▸ Actions to take:
1. Could you write out the part of the Floating Ramble memoir starting at "A day or so" and ending at "some years earlier."?
2. Would you pick up the Floating Ramble memoir of the 1963 move to Japan after its last sentence and carry it on?

▸ Passage to read:
Floating Ramble - Brown-Shoes
Summer 1963 was PCS and the Navy flew us to Japan after my graduation from the Univ of Michigan. Linda and the children had taken the train to Pensacola, leaving me in Ann Arbor for final exams then drive south. After a week in Panama City, we headed for San Francisco; overnight in New Orleans on Malinda’s fifth birthday. Next day we stopped in Sherman, Texas to visit Malinda’s godmother Marie Louise Hagler and family. Life there was interesting, in The Help style of old Southern elegance that my father liked to call “decayed aristocracy.” Cooks in the kitchen, Dorchester the butler formally serving the evening meal. You certainly did not serve yourself; Dorchester held the serving dish and spooned your serving onto your plate. What brought this to mind? Mr. Merdle in Charles Dickens' Little Dorrit, his Chief Butler.
A day or so later we arrived in San Francisco, reported to The Presidio for processing, fearing we would be assigned to a prop plane that took days to fly to -- what -- Honolulu, Guam, ultimately Japan. But we lucked out and went on a Flying Tiger Line Boeing 707. San Francisco to Alaska, our first view of Mount McKinley out the port window of the aircraft. Refuel in Alaska, then on to Haneda, Tokyo. As we settled into the flight pattern for landing, me uniformed properly to report for duty in service dress blue bravo (white cap cover) holding Jody (shed Jody for Joe upon turning eleven), who started crying, then gulping, burping, urping, ultimately vomiting all over my blue Navy uniform as the wheels touched the runway. The host officer greeting us was a lieutenant who had been an ensign with me at a Navy school some years earlier.

▸ Material:
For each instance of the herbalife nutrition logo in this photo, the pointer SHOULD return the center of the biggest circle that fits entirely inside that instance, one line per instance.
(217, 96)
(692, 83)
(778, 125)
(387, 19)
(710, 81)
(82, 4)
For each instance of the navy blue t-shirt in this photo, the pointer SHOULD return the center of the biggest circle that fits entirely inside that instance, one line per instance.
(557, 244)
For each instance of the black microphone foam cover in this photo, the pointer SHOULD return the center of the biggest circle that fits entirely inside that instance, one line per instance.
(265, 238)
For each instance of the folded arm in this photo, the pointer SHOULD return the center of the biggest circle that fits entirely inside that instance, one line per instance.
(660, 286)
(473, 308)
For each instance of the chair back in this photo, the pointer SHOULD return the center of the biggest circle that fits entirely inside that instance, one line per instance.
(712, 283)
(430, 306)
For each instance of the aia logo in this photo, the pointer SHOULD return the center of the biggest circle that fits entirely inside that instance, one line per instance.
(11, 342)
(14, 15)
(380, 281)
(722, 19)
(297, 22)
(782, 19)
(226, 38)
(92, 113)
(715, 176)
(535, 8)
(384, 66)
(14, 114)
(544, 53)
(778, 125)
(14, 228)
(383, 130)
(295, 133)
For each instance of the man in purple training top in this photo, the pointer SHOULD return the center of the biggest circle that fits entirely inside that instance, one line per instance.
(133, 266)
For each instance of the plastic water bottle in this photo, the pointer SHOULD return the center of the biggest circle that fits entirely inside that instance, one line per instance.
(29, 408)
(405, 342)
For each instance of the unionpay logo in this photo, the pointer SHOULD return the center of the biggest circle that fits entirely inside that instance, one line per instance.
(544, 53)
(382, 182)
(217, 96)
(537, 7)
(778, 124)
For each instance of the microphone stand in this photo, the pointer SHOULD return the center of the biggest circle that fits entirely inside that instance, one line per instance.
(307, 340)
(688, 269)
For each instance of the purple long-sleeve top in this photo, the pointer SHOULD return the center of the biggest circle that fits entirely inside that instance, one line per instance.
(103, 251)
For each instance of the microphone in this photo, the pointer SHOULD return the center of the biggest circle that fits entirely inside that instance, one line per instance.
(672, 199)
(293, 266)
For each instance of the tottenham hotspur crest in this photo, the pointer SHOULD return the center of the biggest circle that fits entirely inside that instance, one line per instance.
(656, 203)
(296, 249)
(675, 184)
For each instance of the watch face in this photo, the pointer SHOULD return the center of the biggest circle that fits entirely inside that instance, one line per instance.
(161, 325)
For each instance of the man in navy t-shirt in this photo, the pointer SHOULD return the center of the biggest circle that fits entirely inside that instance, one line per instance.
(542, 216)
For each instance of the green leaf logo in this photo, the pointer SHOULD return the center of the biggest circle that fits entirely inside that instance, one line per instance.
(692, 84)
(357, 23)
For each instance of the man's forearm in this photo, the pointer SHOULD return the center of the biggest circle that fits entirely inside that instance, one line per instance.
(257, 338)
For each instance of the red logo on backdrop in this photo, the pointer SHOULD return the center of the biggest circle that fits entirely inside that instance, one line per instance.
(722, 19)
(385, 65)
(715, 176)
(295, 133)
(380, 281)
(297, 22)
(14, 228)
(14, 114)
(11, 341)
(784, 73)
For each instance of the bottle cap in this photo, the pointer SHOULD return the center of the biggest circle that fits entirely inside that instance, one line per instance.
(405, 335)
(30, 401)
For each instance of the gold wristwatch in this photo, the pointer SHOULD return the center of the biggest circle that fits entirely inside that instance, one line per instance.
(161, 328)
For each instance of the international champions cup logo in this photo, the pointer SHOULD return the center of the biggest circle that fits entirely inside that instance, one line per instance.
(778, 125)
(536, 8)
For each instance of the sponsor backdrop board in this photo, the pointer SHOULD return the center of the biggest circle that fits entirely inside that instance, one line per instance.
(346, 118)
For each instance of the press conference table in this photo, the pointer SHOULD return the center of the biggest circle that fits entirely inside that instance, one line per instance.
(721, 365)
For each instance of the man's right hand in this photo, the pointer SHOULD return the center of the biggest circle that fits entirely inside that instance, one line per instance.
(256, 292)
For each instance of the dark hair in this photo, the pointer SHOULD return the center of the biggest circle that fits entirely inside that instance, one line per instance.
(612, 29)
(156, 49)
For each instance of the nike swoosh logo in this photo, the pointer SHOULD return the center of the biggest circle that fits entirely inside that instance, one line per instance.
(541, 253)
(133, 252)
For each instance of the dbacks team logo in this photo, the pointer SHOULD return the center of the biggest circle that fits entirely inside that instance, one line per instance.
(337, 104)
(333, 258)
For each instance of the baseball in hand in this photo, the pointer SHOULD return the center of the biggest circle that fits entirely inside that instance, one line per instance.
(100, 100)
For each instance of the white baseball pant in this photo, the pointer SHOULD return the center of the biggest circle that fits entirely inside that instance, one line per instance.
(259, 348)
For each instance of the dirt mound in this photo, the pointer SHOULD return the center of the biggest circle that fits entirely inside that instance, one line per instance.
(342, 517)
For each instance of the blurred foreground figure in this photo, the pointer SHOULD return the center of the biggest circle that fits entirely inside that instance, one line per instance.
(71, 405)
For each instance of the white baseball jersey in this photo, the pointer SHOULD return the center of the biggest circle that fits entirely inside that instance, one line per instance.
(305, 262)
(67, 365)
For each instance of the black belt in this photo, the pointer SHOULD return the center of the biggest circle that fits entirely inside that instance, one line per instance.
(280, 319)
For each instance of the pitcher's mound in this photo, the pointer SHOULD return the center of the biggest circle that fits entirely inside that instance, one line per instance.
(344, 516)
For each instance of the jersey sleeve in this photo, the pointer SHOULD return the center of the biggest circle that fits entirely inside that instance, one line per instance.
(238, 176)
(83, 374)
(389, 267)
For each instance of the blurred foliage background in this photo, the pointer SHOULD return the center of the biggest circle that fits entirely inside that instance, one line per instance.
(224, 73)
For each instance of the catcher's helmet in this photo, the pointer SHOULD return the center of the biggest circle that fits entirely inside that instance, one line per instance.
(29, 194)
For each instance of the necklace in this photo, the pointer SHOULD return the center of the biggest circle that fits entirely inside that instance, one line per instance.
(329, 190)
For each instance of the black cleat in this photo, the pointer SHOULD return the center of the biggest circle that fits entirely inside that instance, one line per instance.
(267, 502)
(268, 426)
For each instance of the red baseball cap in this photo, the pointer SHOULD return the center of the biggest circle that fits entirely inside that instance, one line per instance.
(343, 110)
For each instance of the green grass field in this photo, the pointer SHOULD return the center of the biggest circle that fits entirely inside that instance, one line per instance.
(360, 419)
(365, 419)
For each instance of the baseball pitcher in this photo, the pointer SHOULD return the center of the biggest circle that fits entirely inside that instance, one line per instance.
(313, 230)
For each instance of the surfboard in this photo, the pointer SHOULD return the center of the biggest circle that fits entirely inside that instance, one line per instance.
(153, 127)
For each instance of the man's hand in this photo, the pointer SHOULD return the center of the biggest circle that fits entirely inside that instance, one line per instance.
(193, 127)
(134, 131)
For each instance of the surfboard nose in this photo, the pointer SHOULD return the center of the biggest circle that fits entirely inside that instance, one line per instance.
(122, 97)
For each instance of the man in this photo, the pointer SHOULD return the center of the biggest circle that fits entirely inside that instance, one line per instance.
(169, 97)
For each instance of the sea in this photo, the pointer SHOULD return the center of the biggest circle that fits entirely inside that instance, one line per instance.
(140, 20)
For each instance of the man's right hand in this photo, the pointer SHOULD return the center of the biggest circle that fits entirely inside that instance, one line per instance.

▸ Expected results:
1.
A day or so later we arrived in San Francisco, reported to The Presidio for processing, fearing we would be assigned to a prop plane that took days to fly to -- what -- Honolulu, Guam, ultimately Japan. But we lucked out and went on a Flying Tiger Line Boeing 707. San Francisco to Alaska, our first view of Mount McKinley out the port window of the aircraft. Refuel in Alaska, then on to Haneda, Tokyo. As we settled into the flight pattern for landing, me uniformed properly to report for duty in service dress blue bravo (white cap cover) holding Jody (shed Jody for Joe upon turning eleven), who started crying, then gulping, burping, urping, ultimately vomiting all over my blue Navy uniform as the wheels touched the runway. The host officer greeting us was a lieutenant who had been an ensign with me at a Navy school some years earlier.

2.
My Navy memoirs are not nearly so interesting as those of my friend Paul, same age, married the same year, same rank, retired within a year of each other, both CDR, USN. His sea stories are exciting and make Navy years great to look back on. What I enjoyed most about Navy years was the sea duty, a destroyer tour that included a month of reftra in GTMO hours in a 5”/38 gun mount, spending all night in the crypto shack as the decoding officer during GQ, and Saturdays sailing on Guantanamo Bay with my Harvard grad roommate Don Senese and a tub of iced down Heineken. Then years later a highlight of twenty years was an amphib tour serving with Marine Corps officers during Vietnam, and brown-shoes, a far more relaxed bunch than the surface Navy.
On the other hand, that was also the tour that provoked my decision, first night at sea out of San Diego enroute to WestPac, Subic Bay, Okinawa and Vietnam, “too much time invested and too far at sea to jump overboard and swim home; twenty years and I’m out of here.” And I did.
Many years later, during the Gulf War, TRIPOLI hit an Iraqi contact mine. By then all our children were grown, and there were grandchildren, and we were living in Apalachicola, the gate of heaven, oysters and mullet.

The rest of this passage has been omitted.